* [Task data]:
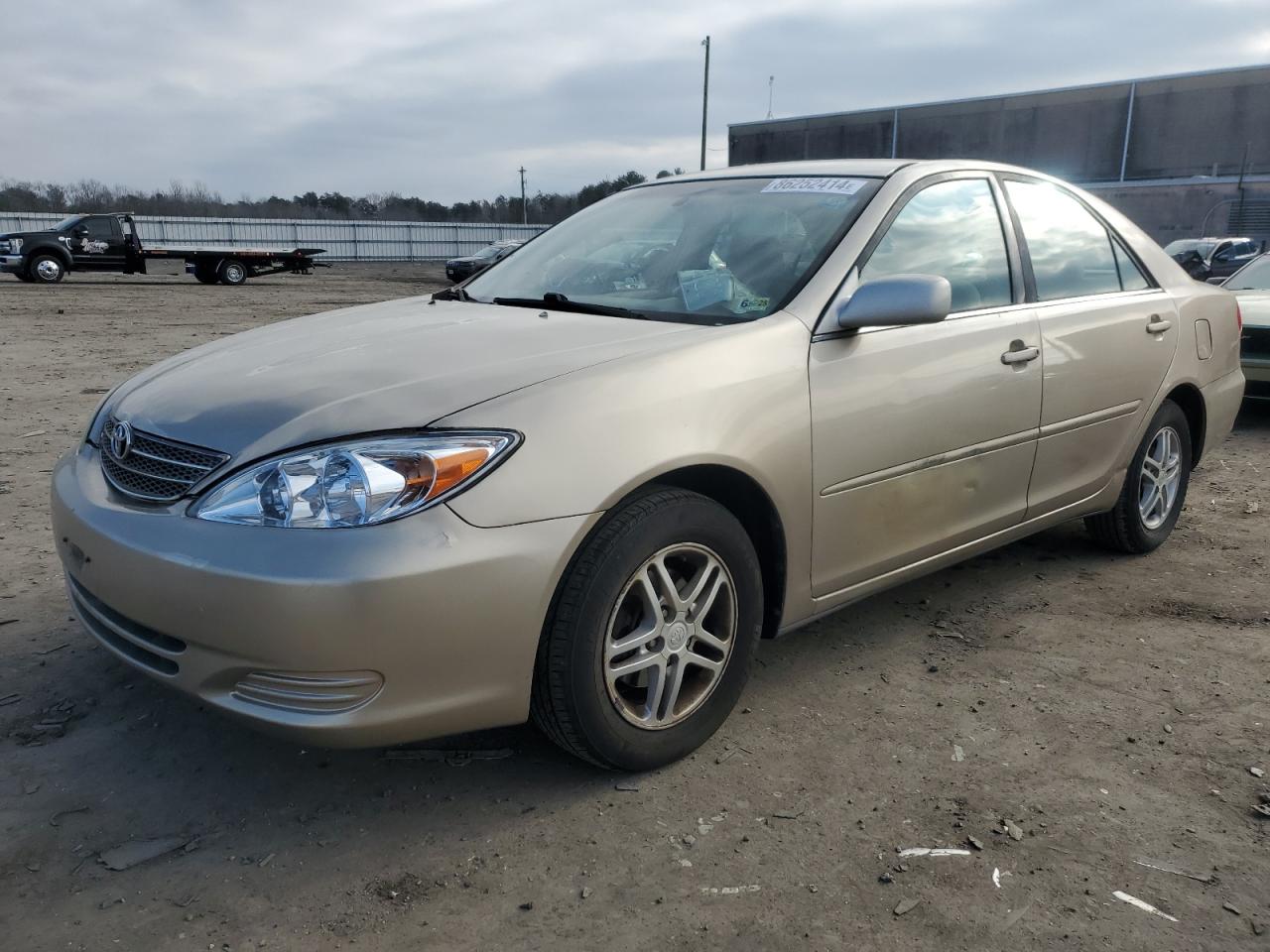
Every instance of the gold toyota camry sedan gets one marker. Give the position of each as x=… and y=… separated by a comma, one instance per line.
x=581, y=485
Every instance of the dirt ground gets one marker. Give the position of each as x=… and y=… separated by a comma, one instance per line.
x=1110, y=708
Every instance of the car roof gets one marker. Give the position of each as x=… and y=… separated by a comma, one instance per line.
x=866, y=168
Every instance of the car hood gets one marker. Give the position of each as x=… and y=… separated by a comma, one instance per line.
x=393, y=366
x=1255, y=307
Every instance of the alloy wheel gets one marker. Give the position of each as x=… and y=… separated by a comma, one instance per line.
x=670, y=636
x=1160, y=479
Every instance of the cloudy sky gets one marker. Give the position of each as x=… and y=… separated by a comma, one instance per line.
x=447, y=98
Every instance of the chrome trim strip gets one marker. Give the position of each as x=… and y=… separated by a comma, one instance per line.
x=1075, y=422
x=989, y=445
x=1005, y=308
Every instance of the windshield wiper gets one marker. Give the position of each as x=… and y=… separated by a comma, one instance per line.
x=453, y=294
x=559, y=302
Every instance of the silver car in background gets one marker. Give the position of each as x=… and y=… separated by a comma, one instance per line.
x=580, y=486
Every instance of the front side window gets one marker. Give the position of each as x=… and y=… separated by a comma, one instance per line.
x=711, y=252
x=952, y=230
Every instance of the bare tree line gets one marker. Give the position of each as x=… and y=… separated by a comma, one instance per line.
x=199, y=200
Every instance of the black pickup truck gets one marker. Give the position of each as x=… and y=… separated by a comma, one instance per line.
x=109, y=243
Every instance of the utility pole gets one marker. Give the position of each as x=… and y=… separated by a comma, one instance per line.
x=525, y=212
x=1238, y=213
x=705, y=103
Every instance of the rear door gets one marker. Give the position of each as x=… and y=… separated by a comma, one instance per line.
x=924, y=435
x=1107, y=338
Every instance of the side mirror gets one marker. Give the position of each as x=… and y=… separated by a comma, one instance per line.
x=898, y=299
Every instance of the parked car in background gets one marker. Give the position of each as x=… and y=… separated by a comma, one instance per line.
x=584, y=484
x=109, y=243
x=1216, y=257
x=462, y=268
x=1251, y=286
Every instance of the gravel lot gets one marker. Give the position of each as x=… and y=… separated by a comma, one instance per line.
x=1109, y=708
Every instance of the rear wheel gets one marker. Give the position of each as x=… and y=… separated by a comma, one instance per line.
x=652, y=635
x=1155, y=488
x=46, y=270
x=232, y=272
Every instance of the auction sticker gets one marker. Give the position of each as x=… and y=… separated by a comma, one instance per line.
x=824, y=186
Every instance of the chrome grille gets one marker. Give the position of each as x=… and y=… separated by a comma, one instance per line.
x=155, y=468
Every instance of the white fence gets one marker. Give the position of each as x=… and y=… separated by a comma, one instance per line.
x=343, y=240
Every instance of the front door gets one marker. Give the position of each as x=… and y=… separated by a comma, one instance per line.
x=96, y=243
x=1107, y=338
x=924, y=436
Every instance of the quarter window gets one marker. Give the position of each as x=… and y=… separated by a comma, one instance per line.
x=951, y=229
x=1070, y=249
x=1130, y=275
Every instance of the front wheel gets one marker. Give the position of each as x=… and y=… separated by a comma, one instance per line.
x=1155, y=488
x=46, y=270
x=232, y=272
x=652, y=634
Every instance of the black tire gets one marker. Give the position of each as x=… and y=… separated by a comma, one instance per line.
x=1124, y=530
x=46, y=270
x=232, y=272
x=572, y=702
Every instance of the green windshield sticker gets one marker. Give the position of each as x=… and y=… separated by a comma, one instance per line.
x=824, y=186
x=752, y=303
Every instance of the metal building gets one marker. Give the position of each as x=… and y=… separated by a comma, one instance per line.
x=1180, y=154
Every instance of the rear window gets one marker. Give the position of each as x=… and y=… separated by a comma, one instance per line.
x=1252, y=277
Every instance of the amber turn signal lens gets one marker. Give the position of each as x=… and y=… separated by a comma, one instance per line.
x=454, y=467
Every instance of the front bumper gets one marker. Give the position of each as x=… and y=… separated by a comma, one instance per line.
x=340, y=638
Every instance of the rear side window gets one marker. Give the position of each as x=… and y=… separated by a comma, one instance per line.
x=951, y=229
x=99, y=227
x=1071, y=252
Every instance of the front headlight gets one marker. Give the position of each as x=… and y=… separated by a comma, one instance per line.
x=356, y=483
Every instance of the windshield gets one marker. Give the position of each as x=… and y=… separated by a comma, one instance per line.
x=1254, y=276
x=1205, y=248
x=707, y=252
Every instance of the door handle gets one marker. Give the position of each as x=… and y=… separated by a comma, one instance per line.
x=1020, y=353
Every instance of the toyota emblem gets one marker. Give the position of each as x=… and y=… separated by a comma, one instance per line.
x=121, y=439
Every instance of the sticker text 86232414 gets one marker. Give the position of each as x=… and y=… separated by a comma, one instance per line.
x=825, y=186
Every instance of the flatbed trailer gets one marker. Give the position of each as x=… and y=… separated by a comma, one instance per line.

* [Given exercise]: Format the stretch from the start of the data through the line containing "x=866, y=168" as a JSON list of strings, one string per line, with blank lines omitted. Leave the pictures out.

* [Answer in full]:
[
  "Every instance of the gold toyota camry sedan gets one marker. Give the position of each as x=… and y=… separated by a comma, one instance per line.",
  "x=581, y=485",
  "Every instance of the dirt ground gets one marker. Give the position of each as x=… and y=… separated by a comma, one instance per line.",
  "x=1110, y=708",
  "Every instance of the car roof gets one marker. Give the position of each as x=… and y=… separated by a comma, one instance per line.",
  "x=866, y=168"
]